Items listed in a dataset:
::::::::
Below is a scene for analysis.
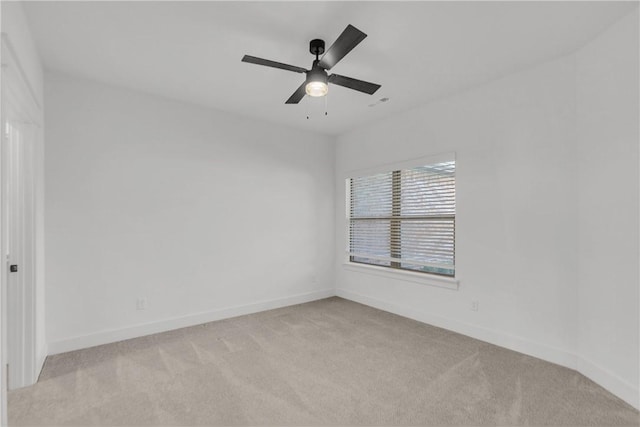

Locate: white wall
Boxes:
[576,9,640,407]
[1,2,47,392]
[45,73,334,353]
[336,9,639,407]
[336,54,577,365]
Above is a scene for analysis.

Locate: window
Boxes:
[347,160,456,277]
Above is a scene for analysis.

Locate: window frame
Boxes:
[342,152,459,290]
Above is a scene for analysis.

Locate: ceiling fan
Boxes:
[242,25,380,104]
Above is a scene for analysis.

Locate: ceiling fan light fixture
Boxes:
[304,65,329,98]
[304,81,329,97]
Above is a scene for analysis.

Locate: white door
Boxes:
[0,34,41,391]
[2,108,35,389]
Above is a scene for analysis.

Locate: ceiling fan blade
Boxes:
[328,74,381,95]
[319,24,367,70]
[242,55,307,73]
[285,81,307,104]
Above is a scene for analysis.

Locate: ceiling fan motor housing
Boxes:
[309,39,324,58]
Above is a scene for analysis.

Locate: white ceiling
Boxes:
[25,1,637,135]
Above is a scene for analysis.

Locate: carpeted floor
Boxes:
[9,298,640,426]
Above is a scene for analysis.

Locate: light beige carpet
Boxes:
[9,298,640,426]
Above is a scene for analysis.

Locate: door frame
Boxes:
[0,33,44,398]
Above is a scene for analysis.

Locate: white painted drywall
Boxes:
[45,73,334,352]
[336,54,577,365]
[576,9,640,407]
[1,2,47,392]
[336,9,640,408]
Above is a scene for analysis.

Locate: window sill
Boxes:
[342,262,460,291]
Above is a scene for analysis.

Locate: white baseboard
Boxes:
[336,289,576,369]
[34,343,49,382]
[576,357,640,410]
[336,289,640,409]
[43,289,335,361]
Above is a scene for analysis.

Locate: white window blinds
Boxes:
[347,160,456,276]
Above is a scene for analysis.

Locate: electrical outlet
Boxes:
[136,298,147,310]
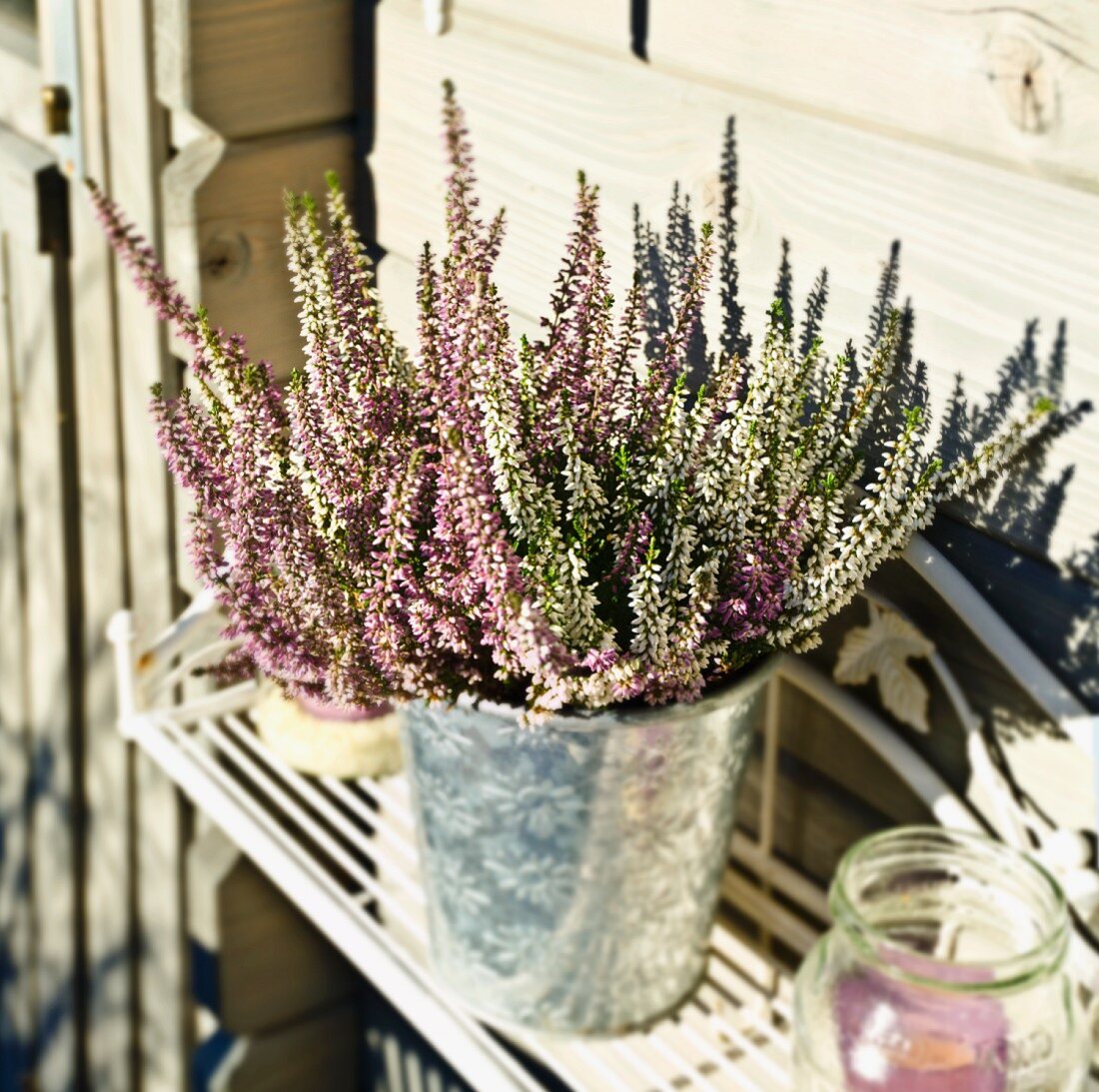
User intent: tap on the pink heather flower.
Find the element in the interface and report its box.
[92,88,1048,716]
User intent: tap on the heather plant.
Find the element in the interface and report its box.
[94,89,1054,717]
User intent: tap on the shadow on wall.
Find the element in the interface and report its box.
[634,119,1099,710]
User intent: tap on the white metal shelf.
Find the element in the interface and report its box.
[123,685,792,1092]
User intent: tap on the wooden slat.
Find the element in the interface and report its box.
[0,19,45,142]
[0,125,37,1089]
[372,0,1099,556]
[100,0,190,1092]
[164,125,354,376]
[72,3,136,1092]
[457,0,1099,187]
[156,0,354,139]
[0,125,79,1088]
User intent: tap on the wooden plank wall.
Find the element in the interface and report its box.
[372,0,1099,559]
[0,0,354,1092]
[156,0,358,375]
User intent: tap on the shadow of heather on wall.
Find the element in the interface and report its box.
[634,118,1099,709]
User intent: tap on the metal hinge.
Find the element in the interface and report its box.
[39,0,85,179]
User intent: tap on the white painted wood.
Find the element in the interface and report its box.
[0,123,79,1089]
[100,0,190,1092]
[372,0,1099,556]
[462,0,1099,188]
[0,123,37,1085]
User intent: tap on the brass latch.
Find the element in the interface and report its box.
[42,84,73,136]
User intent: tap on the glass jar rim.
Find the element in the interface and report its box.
[828,825,1070,993]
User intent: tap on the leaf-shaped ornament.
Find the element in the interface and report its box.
[832,603,935,731]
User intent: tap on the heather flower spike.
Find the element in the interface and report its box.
[92,86,1054,719]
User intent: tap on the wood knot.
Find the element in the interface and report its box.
[199,232,252,283]
[985,32,1061,134]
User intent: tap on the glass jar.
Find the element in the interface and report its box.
[793,827,1091,1092]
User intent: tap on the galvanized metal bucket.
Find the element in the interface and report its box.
[404,661,773,1034]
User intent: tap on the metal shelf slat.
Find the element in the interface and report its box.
[124,693,792,1092]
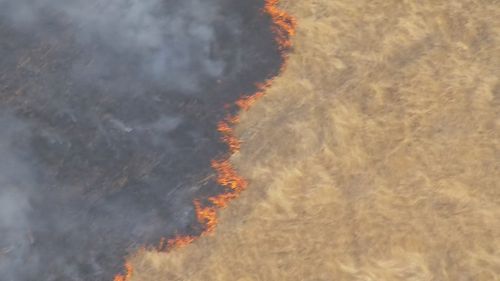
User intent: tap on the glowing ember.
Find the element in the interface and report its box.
[113,262,133,281]
[114,0,296,281]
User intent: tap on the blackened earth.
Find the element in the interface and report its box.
[0,0,281,281]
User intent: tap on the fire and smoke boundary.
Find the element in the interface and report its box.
[113,0,297,281]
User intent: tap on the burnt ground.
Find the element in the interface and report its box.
[0,0,281,281]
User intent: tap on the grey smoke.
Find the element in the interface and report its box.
[0,0,229,92]
[0,0,280,281]
[0,113,37,281]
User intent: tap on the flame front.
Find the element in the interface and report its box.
[113,0,296,281]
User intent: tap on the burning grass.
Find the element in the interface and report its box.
[114,0,296,281]
[119,0,500,281]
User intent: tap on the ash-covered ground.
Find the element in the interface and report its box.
[0,0,281,281]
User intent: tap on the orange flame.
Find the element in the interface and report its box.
[113,0,297,281]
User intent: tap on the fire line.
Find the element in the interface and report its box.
[113,0,297,281]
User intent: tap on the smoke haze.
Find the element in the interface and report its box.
[0,0,280,281]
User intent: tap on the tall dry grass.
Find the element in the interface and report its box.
[127,0,500,281]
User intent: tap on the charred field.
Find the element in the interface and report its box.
[0,0,282,281]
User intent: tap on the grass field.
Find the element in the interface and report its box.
[126,0,500,281]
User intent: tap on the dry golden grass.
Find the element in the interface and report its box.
[131,0,500,281]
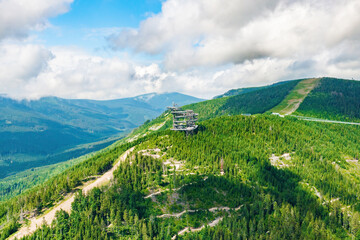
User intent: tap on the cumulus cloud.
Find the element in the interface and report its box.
[0,0,360,99]
[109,0,360,71]
[0,0,73,40]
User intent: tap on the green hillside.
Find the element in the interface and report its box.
[294,78,360,122]
[184,80,300,120]
[214,81,292,99]
[2,115,360,239]
[0,79,360,239]
[270,78,320,115]
[0,93,201,179]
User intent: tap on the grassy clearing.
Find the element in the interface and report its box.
[270,78,320,115]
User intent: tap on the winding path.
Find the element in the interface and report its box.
[290,115,360,125]
[8,148,134,240]
[169,205,243,240]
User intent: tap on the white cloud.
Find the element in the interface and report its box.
[0,0,360,99]
[0,0,73,40]
[109,0,360,71]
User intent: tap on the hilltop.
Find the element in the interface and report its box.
[0,93,201,178]
[0,78,360,239]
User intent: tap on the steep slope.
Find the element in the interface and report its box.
[270,78,320,115]
[294,78,360,122]
[185,80,300,120]
[0,93,201,178]
[214,81,287,99]
[0,78,360,239]
[0,115,360,239]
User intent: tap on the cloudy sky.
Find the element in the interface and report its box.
[0,0,360,99]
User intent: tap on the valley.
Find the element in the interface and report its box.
[0,78,360,239]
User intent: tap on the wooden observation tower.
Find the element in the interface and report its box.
[168,104,198,134]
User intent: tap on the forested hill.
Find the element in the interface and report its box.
[295,78,360,121]
[0,79,360,239]
[0,115,360,239]
[0,93,201,179]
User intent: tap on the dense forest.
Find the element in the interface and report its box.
[296,78,360,122]
[2,115,360,239]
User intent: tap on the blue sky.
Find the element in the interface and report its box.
[37,0,161,51]
[0,0,360,99]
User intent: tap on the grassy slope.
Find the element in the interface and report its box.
[8,115,360,239]
[294,78,360,122]
[270,78,320,115]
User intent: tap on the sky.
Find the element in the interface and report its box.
[0,0,360,99]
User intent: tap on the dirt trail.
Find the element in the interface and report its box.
[8,148,134,240]
[171,217,223,240]
[170,205,243,240]
[279,78,319,115]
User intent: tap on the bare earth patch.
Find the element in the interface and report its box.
[8,148,134,240]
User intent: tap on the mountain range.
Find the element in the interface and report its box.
[0,78,360,240]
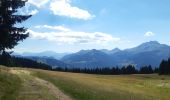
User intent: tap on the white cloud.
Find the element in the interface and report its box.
[35,25,70,31]
[144,31,155,37]
[28,26,120,44]
[18,4,38,15]
[50,0,94,20]
[28,9,38,15]
[28,0,50,8]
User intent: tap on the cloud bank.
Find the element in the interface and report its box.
[144,31,155,37]
[28,25,120,44]
[28,0,95,20]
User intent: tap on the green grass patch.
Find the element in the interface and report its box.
[34,71,170,100]
[0,66,21,100]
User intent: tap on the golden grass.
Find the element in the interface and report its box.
[33,71,170,100]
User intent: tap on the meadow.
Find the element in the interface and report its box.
[0,67,170,100]
[35,70,170,100]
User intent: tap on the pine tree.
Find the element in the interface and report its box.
[0,0,31,53]
[0,0,31,65]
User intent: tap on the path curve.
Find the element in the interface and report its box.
[10,69,72,100]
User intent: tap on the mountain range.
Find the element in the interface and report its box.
[61,41,170,68]
[13,41,170,68]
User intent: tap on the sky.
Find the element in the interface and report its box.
[14,0,170,53]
::::::::
WHAT IS NEEDED:
Starting at the first line of the data and stopping after the line containing "[304,81,329,97]", format those lines as a numbered list, omitting blank lines and any pictures.

WRITTEN ANSWER:
1. Below is a scene for analysis.
2. Locate: white wall
3. Boxes:
4. [576,9,640,407]
5. [1,2,47,392]
6. [45,73,334,353]
7. [336,9,639,407]
8. [336,54,577,365]
9. Above is a scene for analysis.
10. Locate: window
11. Boxes:
12. [347,160,456,277]
13. Above is a scene for analysis.
14. Locate: window frame
15. Boxes:
16. [342,152,459,290]
17. Above is a scene for analysis.
18. Locate: ceiling fan
19. Boxes:
20. [242,25,380,104]
21. Above is a scene for analysis.
22. Locate: ceiling fan light fixture
23. Boxes:
24. [304,65,329,98]
25. [304,81,329,97]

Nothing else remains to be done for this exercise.